● Given records:
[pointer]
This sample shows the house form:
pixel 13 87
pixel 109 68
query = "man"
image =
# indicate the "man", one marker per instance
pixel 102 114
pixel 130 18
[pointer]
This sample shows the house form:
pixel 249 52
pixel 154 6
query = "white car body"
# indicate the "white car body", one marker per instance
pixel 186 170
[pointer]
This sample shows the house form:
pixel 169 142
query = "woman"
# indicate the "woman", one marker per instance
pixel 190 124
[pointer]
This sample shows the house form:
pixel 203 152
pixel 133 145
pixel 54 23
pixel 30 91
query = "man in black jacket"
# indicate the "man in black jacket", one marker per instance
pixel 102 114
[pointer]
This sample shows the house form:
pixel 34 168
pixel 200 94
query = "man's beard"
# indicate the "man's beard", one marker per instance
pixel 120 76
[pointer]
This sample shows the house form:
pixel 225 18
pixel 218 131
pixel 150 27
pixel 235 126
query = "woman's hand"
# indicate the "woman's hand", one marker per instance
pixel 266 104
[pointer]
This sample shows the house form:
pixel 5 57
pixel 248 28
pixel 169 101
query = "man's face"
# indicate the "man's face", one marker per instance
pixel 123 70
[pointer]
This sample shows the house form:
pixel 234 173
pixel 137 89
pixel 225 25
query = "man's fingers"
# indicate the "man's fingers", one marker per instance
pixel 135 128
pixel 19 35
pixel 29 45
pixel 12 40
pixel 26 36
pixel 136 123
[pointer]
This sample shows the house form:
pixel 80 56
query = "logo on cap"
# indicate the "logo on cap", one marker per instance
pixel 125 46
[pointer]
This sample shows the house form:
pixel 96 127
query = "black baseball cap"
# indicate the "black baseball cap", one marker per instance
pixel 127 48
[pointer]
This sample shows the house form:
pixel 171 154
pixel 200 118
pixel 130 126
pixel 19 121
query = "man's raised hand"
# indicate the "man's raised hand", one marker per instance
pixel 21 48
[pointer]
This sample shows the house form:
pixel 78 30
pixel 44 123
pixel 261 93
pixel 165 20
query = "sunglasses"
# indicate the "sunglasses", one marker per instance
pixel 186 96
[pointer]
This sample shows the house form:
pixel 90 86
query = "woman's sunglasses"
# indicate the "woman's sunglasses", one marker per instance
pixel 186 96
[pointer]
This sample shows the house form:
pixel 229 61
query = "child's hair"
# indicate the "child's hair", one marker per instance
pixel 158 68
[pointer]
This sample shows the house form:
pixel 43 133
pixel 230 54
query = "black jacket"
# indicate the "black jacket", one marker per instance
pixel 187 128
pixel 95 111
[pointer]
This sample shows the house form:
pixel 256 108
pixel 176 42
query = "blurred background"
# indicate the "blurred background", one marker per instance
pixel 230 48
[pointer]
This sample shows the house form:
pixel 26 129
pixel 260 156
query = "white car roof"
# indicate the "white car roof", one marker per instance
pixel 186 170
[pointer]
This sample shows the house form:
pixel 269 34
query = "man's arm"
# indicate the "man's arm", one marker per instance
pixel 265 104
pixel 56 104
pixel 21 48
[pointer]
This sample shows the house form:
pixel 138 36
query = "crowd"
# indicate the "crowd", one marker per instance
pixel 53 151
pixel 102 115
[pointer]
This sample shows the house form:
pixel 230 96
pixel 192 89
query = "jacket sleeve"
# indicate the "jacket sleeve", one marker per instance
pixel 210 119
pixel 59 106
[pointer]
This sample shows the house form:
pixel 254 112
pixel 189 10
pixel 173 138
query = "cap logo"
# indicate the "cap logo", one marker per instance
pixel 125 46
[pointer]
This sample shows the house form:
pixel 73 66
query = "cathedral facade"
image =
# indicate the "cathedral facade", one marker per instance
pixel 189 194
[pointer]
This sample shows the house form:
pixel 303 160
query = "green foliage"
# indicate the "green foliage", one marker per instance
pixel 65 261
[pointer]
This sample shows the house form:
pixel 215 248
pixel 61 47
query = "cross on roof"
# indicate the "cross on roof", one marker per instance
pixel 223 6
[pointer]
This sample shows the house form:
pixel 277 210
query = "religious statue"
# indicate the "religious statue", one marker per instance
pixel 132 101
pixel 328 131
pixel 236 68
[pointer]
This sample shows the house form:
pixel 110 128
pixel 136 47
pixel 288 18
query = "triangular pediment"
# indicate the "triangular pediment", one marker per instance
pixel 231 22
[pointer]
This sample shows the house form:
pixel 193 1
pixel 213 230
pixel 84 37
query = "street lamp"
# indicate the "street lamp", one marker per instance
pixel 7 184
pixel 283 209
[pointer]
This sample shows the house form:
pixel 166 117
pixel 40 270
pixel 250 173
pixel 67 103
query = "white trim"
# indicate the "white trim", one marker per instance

● Aim of the exercise:
Print every line of the listing exactly.

● Exercise response:
[pointer]
This sample shows the house form:
pixel 13 87
pixel 109 68
query = "man"
image =
# indicate the "man", one marker per instance
pixel 102 114
pixel 130 18
[pointer]
This sample shows the house form:
pixel 249 52
pixel 154 6
query = "white car body"
# indicate the "white car body", one marker per instance
pixel 186 170
[pointer]
This sample shows the house form:
pixel 169 142
query = "woman"
# indicate the "woman", one marker per instance
pixel 190 124
[pointer]
This sample shows the house form:
pixel 203 152
pixel 133 145
pixel 54 23
pixel 30 91
query = "man in black jacket"
# indicate the "man in black jacket", one marker per instance
pixel 102 114
[pointer]
This sample shows the house form:
pixel 34 168
pixel 200 94
query = "man's beard"
# indicate the "man's beard", one marker per instance
pixel 120 76
[pointer]
This sample shows the house form:
pixel 225 18
pixel 218 131
pixel 150 27
pixel 235 126
query = "woman's hand"
# indicate the "woman's hand", one marker per instance
pixel 266 104
[pointer]
This sample shows the house form:
pixel 5 57
pixel 248 28
pixel 169 101
query = "man's face"
# indicate the "man's face", one marker per instance
pixel 123 70
[pointer]
This sample shows the house form:
pixel 234 173
pixel 137 89
pixel 225 25
query = "man's fingers"
# indicate the "man's fingers", one marker per instance
pixel 135 128
pixel 19 35
pixel 29 45
pixel 12 40
pixel 26 36
pixel 136 123
[pointer]
This sample shows the house form:
pixel 80 56
query = "logo on cap"
# indicate the "logo on cap", one marker per instance
pixel 125 46
[pointer]
This sample shows the house form:
pixel 96 127
query = "black baseball cap"
# indicate the "black baseball cap", one marker per instance
pixel 127 48
[pointer]
This sample shows the house form:
pixel 171 154
pixel 200 118
pixel 130 126
pixel 19 121
query = "man's raised hand"
# indicate the "man's raised hand", one marker per instance
pixel 21 48
[pointer]
This sample shows the house form:
pixel 78 30
pixel 44 123
pixel 261 93
pixel 165 20
query = "sunglasses"
# indicate the "sunglasses", one marker per instance
pixel 186 96
[pointer]
This sample shows the house form:
pixel 90 86
query = "woman's sunglasses"
# indicate the "woman's sunglasses", one marker per instance
pixel 186 96
[pointer]
This sample shows the house form:
pixel 229 61
query = "child's hair"
# indicate the "child's hair", one marker per instance
pixel 158 68
[pointer]
This sample shows the house form:
pixel 43 133
pixel 230 54
query = "black jacket"
# indicate the "black jacket", one marker per instance
pixel 187 128
pixel 95 111
[pointer]
This sample shows the house form:
pixel 256 108
pixel 176 42
query = "blurred background"
# indicate the "blurred background", one marker per instance
pixel 230 48
[pointer]
This sample shows the house form:
pixel 26 129
pixel 260 156
query = "white car roof"
# indicate the "white car roof", one marker per instance
pixel 186 170
[pointer]
This sample shows the house form:
pixel 269 34
query = "man's arm"
# indicate the "man's arm", one marker per instance
pixel 265 104
pixel 56 104
pixel 21 48
[pointer]
This sample shows the house form:
pixel 138 36
query = "crowd"
# indicate the "crowd", one marker per instance
pixel 53 151
pixel 102 115
[pointer]
This sample shows the house form:
pixel 230 96
pixel 192 89
query = "jacket sleeve"
# indicate the "jacket sleeve", one marker per instance
pixel 210 119
pixel 59 106
[pointer]
This sample shows the house form:
pixel 254 112
pixel 189 10
pixel 173 138
query = "cap logo"
# indicate the "cap logo", one marker per instance
pixel 125 46
[pointer]
This sample shows the house form:
pixel 73 66
query = "cathedral facade"
image =
# indicate the "cathedral facade", one marker per instance
pixel 189 194
[pointer]
This sample shows the house form:
pixel 303 160
query = "green foliage"
# indicate the "green foliage", one marker per instance
pixel 65 261
[pointer]
This sample shows the house form:
pixel 215 248
pixel 61 47
query = "cross on roof"
# indicate the "cross on roof", one marker per instance
pixel 223 6
[pointer]
This sample shows the house form:
pixel 277 210
query = "religious statue"
# indicate the "religious statue", one marker per instance
pixel 132 101
pixel 328 131
pixel 236 68
[pointer]
This sample shows the house form:
pixel 110 128
pixel 136 47
pixel 288 18
query = "triangular pediment"
# indicate the "triangular pediment", one marker per instance
pixel 231 22
[pointer]
This sample shows the house form:
pixel 193 1
pixel 213 230
pixel 84 37
query = "street lamp"
# indicate the "street lamp", one marker per instance
pixel 7 184
pixel 283 209
[pointer]
This sample shows the house form:
pixel 166 117
pixel 40 270
pixel 250 173
pixel 67 103
query = "white trim"
# indicate the "white trim", one marker per instance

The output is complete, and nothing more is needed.